Starting with the line that contains "Task: Q: Indicate the book" and going on through the end of the material below, copy out every line, including each "Task:" line. Multiply each answer coordinate (x, y) by 1.95, rounding to whole numbers with halves rounded up.

[Extracted records]
◇ ◇ ◇ ◇ ◇

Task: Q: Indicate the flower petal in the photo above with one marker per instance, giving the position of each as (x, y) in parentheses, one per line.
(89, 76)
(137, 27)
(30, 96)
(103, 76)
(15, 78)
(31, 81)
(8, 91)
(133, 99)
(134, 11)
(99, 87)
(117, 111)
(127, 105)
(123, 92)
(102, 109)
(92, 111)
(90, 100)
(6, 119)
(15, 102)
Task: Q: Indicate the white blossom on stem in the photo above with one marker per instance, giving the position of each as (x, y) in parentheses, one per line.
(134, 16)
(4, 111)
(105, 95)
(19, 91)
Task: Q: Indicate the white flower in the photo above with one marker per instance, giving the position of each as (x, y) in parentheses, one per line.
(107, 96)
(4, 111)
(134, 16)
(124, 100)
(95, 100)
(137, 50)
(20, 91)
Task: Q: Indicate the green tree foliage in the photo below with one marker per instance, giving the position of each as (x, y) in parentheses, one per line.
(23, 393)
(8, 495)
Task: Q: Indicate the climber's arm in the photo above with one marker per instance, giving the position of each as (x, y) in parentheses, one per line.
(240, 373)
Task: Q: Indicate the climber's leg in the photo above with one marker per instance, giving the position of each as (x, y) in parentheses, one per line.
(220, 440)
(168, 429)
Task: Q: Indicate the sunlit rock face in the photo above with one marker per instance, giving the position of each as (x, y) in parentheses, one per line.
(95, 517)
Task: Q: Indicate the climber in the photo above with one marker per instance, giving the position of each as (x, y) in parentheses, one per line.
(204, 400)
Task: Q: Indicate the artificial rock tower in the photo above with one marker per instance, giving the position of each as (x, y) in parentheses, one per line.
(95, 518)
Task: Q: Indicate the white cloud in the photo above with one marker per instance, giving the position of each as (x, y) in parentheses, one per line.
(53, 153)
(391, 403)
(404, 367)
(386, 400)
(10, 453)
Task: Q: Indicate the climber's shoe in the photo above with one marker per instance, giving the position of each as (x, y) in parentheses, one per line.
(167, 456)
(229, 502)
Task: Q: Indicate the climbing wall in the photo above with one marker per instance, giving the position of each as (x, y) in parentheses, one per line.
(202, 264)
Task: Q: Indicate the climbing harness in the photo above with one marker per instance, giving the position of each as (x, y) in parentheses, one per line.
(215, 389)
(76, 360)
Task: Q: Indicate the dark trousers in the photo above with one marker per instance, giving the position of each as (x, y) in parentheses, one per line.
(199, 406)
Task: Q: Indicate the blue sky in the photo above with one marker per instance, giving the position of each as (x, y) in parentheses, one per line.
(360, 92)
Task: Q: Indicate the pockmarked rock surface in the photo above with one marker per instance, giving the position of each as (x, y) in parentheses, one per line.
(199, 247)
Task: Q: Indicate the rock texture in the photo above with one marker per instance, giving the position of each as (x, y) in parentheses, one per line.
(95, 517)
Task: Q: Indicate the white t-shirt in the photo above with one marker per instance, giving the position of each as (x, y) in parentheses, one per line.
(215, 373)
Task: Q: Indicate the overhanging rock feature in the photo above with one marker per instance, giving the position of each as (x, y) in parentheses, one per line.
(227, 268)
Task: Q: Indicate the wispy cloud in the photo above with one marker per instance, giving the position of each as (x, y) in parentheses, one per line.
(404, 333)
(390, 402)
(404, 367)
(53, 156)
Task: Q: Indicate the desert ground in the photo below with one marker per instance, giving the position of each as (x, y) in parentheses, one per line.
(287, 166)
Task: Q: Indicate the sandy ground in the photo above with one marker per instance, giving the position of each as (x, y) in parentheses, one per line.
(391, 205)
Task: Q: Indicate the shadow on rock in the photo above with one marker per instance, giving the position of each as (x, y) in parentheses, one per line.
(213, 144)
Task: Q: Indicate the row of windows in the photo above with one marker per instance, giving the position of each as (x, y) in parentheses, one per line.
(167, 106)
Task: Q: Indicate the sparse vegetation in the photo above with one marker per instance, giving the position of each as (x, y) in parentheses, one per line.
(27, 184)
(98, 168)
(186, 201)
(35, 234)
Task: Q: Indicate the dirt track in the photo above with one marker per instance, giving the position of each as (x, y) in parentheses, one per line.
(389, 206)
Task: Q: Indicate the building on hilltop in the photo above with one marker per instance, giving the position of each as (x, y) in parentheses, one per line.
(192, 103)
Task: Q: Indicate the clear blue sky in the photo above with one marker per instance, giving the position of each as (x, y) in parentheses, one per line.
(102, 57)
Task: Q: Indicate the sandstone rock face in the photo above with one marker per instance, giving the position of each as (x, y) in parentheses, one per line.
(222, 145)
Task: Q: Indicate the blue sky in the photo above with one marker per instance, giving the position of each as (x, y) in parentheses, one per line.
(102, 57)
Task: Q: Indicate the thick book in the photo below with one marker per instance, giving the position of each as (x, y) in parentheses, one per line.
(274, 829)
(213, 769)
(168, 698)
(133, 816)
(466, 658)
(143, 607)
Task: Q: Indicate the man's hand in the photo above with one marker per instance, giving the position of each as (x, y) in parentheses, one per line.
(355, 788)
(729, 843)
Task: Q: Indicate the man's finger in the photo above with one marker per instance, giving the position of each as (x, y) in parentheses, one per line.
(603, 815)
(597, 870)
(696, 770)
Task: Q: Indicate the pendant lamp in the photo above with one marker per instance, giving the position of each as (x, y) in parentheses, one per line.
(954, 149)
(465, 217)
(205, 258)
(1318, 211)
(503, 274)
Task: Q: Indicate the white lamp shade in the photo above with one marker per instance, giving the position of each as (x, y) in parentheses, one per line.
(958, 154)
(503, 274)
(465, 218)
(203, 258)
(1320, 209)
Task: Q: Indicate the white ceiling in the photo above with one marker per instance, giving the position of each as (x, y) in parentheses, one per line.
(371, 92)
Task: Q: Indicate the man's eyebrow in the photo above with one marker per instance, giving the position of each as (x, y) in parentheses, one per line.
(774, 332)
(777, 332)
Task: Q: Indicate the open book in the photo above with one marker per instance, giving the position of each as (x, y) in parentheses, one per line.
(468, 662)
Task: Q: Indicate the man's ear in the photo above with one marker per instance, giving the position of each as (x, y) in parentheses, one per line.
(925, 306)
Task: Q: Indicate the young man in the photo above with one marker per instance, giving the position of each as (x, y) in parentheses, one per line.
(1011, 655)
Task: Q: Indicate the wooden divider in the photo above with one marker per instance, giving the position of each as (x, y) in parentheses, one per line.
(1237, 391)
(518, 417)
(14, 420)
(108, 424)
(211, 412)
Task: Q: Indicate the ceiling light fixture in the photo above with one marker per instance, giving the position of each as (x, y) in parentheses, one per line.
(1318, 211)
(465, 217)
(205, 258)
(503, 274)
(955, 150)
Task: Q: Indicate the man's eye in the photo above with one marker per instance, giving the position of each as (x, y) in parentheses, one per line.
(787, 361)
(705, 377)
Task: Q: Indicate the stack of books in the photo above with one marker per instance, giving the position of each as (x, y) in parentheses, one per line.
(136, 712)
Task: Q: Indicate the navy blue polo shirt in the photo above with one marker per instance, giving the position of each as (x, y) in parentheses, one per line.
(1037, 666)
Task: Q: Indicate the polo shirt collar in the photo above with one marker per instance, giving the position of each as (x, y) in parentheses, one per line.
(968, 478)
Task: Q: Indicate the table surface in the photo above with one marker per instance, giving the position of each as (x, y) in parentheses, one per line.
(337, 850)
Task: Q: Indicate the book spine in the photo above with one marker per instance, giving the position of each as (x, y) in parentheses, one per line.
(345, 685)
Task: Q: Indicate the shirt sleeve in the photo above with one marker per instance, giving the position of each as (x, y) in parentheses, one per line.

◇ ◇ ◇ ◇ ◇

#### TASK OUTPUT
Task: Q: Indicate the book spine in the photo above with one marker per instance, giving the position of each as (x, y) in parentheses, one per line.
(673, 1336)
Task: Q: Indicate the shirt sleeve in the photo above with one marker per instance, giving the position of each as (x, y) in parentheses, one per line.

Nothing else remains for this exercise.